(Directions for this task): Find every line in the records below that holds the word "field", and copy each one.

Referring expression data
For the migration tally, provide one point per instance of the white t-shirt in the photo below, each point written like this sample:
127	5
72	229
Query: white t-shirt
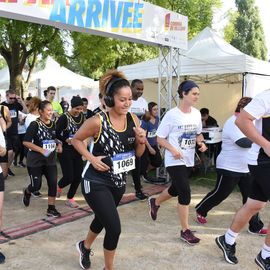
181	130
30	118
259	108
232	157
139	106
2	143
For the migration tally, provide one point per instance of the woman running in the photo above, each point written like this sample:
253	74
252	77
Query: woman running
70	160
117	138
232	170
151	157
40	139
178	133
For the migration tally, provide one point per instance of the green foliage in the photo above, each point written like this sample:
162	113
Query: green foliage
21	43
229	30
249	35
93	55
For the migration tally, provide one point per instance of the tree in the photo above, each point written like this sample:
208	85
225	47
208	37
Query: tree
94	55
249	35
20	45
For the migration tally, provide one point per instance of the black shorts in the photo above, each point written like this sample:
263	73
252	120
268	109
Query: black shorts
260	187
2	183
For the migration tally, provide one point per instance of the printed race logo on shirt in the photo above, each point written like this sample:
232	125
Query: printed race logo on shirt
123	162
187	141
49	145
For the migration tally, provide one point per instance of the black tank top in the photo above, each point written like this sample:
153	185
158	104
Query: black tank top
118	145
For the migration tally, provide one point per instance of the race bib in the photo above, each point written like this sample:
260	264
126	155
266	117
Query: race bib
123	162
13	113
187	141
49	145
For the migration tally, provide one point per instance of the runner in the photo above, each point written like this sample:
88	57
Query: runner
117	134
40	139
2	186
151	157
70	160
259	166
178	133
232	170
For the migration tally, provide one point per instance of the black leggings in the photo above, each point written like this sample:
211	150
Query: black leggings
35	173
103	200
72	167
225	185
180	183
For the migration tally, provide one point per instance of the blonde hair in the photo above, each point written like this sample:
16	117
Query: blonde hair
107	77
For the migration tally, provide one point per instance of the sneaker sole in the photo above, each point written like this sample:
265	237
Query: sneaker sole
78	249
254	233
149	211
224	252
258	263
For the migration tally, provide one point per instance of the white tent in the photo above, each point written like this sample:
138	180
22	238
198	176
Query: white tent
67	82
209	56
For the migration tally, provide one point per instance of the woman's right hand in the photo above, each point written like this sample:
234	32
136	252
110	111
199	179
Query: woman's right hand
98	164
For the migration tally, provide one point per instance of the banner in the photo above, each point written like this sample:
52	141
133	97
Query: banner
132	20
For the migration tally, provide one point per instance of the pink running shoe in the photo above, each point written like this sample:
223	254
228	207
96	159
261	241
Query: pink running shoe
201	219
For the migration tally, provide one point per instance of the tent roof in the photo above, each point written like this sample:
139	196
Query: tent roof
207	54
52	74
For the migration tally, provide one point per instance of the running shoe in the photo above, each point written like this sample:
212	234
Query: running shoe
72	203
36	194
84	259
153	208
59	191
141	196
10	172
261	232
26	198
53	213
262	263
228	250
201	219
188	237
2	257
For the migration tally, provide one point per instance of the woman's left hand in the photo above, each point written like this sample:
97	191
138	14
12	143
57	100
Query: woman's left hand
140	135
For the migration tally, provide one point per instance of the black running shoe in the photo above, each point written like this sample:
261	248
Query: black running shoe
2	257
141	196
53	213
153	208
84	259
228	250
263	263
36	194
26	198
10	172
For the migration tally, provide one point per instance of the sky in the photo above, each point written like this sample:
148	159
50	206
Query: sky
264	8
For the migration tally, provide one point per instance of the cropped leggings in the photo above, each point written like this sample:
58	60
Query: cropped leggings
180	183
35	173
103	200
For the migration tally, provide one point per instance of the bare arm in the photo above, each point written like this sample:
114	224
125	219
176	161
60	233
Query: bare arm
245	123
90	128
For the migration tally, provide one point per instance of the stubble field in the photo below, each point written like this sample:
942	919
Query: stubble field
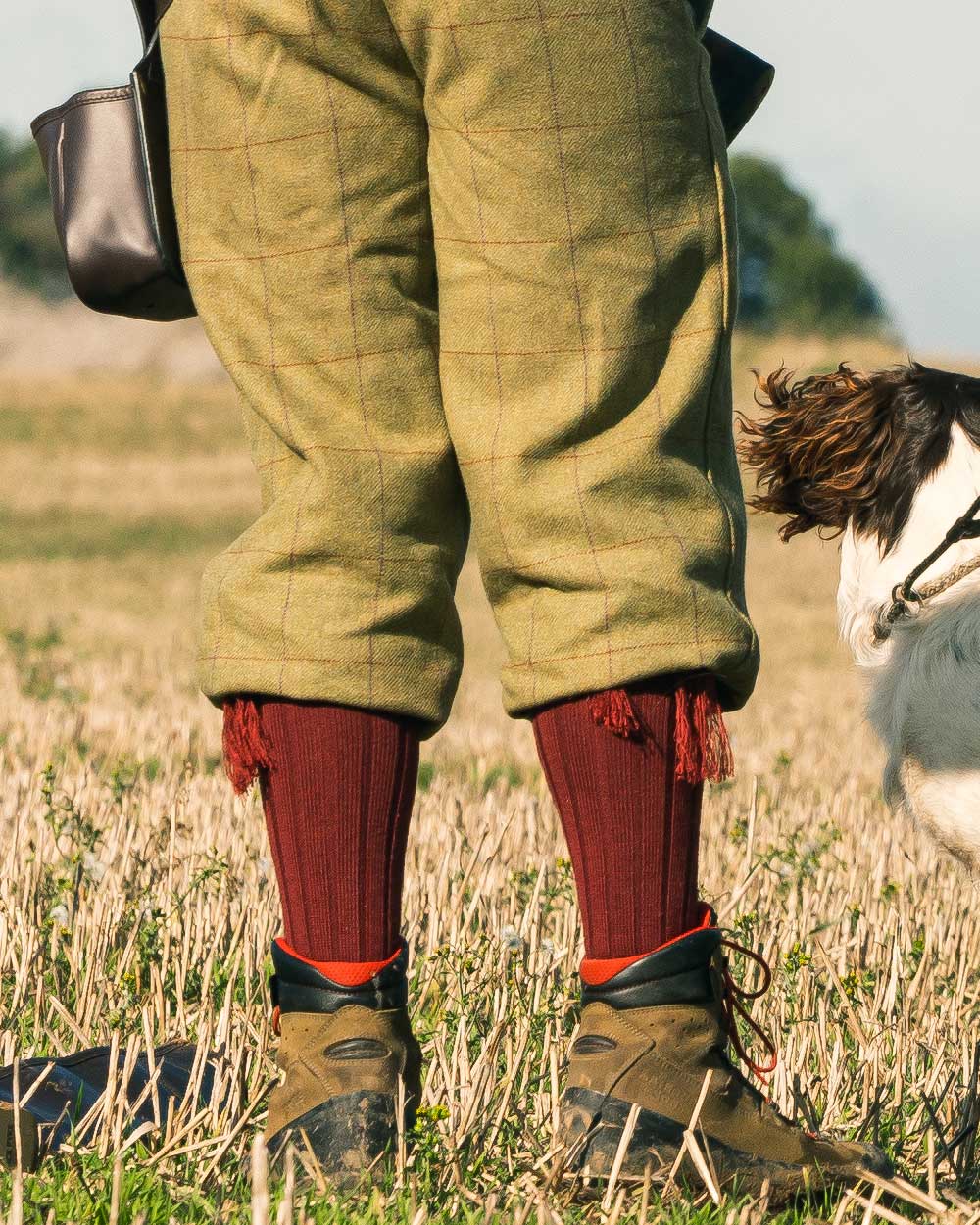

(Reply to the task):
For the migration tally, provide one point per instance of the stubble field in the photo below, each point written like this sample:
Query: stubble field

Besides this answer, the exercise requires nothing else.